§ EXERCISE MATERIALS:
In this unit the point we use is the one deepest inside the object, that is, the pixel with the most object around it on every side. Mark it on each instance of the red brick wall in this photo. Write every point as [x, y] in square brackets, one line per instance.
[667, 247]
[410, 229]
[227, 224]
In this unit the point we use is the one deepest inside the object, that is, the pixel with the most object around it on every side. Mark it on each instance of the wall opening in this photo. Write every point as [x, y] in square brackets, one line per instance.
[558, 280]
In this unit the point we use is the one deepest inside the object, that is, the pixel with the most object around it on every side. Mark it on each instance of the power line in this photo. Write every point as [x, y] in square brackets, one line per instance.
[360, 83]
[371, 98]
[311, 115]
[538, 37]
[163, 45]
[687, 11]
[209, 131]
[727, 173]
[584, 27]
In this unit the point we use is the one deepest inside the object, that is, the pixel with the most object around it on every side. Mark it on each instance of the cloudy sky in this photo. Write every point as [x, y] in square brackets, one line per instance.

§ REQUIREMENT: Could you give every line of the records above as a numbered list, leaving out any blank lines?

§ IN RESPONSE:
1. In this unit the point we use is the one deepest inside the object, that is, the pixel with the most object around it on every side. Mark it on each instance of the red brick wall in this photo. Write every point as [x, y] in square brackets, one line per instance.
2. [667, 247]
3. [410, 229]
4. [227, 224]
5. In this unit the point we use is the one deepest inside the object, that is, the pixel with the most object around it on every side. Mark it on each instance of the wall opening in this photo. Write every point as [x, y] in square brackets, one line per instance.
6. [558, 280]
7. In this unit the point we use is the one deepest inside the object, that is, the pixel with the most object around it on every side. Mark it on each instance of the power line in this photo. Write every point as [x, y] in square brackets, one line per instance.
8. [360, 83]
9. [371, 98]
10. [311, 115]
11. [538, 37]
12. [163, 45]
13. [687, 11]
14. [209, 131]
15. [727, 173]
16. [584, 27]
17. In this unit the point we use is the one deepest inside the object, that is, the pixel with the most object around it on every side. Mark it on each instance of the cloudy sky in this photo. Write every point as [x, y] in square brackets, one line per instance.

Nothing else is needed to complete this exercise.